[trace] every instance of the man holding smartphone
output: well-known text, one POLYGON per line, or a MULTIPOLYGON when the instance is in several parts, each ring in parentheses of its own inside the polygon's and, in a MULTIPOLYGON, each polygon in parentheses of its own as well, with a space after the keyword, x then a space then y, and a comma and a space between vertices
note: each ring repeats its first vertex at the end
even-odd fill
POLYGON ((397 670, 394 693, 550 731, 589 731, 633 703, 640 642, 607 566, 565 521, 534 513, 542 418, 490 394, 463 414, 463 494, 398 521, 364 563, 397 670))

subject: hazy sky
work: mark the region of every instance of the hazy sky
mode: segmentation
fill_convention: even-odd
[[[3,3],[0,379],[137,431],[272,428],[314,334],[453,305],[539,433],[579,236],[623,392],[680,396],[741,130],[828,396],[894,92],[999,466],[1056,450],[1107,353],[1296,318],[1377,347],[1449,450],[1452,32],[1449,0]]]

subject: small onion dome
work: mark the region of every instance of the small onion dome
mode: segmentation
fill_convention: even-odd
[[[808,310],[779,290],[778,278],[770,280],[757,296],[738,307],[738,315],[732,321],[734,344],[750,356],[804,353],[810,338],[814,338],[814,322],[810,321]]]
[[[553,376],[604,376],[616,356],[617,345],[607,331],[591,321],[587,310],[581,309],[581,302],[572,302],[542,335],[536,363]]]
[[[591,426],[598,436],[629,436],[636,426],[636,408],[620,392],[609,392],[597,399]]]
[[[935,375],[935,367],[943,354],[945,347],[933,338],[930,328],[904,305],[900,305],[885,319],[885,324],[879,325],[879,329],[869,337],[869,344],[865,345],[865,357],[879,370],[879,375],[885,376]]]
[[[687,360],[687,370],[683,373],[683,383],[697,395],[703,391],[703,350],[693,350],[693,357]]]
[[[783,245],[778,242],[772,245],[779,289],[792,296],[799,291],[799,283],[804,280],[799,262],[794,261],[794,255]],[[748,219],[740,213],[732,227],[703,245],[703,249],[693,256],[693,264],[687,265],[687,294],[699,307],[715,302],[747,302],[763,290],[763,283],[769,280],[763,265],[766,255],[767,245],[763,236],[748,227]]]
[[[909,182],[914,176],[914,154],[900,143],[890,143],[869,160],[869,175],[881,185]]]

**To be done**
Could you present every line of the records above as a Markdown table with two columns, Row for the row number and Line for the line itself, skipping the blank lines?

**Written solution**
| Row | Line |
|---|---|
| 1 | [trace] every instance of the man holding smartphone |
| 2 | output: well-known text, one POLYGON per line, or a MULTIPOLYGON when the instance is in several parts, each ring in parentheses of its own inside the polygon's and, in a MULTIPOLYGON, each polygon in parentheses of its own as well, with a space after the keyword, x then a space then y, and a comma and a space between vertices |
| 3 | note: each ring repeats its first vertex at the end |
| 4 | even-odd fill |
| 5 | POLYGON ((397 670, 394 693, 550 731, 589 731, 633 703, 640 642, 607 566, 565 521, 534 513, 542 418, 490 394, 463 414, 463 494, 398 521, 364 563, 397 670)) |
| 6 | subject: hazy sky |
| 7 | work: mark the region of every instance of the hazy sky |
| 8 | mode: segmentation |
| 9 | fill_convention: even-odd |
| 10 | [[[3,3],[0,379],[137,431],[272,428],[314,334],[453,305],[539,433],[579,236],[623,392],[680,396],[741,130],[828,396],[894,92],[999,466],[1056,450],[1107,353],[1296,318],[1377,347],[1449,450],[1452,32],[1449,0]]] |
| 11 | subject: small onion dome |
| 12 | work: mark the region of every instance of the small onion dome |
| 13 | mode: segmentation |
| 14 | fill_convention: even-odd |
| 15 | [[[808,310],[779,290],[778,278],[770,280],[757,296],[738,307],[738,315],[732,321],[734,344],[750,356],[804,353],[810,338],[814,338],[814,322],[810,321]]] |
| 16 | [[[553,376],[604,376],[616,356],[617,345],[607,331],[591,321],[587,310],[581,309],[581,302],[572,302],[542,335],[536,363]]] |
| 17 | [[[591,426],[598,436],[629,436],[636,426],[636,408],[620,392],[609,392],[597,399]]] |
| 18 | [[[935,375],[935,367],[943,354],[945,347],[933,338],[930,328],[904,305],[900,305],[885,319],[885,324],[879,325],[879,329],[869,337],[869,344],[865,345],[865,357],[879,370],[879,375],[885,376]]] |
| 19 | [[[687,360],[687,370],[683,373],[683,383],[697,395],[703,391],[703,350],[693,350],[693,357]]] |
| 20 | [[[783,245],[778,242],[772,245],[779,289],[792,296],[799,291],[799,283],[804,280],[799,262],[794,261],[794,255]],[[748,219],[740,213],[732,227],[703,245],[703,249],[693,256],[693,264],[687,265],[687,294],[699,307],[715,302],[747,302],[763,290],[763,283],[769,280],[763,265],[766,255],[767,245],[763,236],[748,227]]] |
| 21 | [[[909,182],[914,176],[914,154],[900,143],[890,143],[869,160],[869,175],[881,185]]] |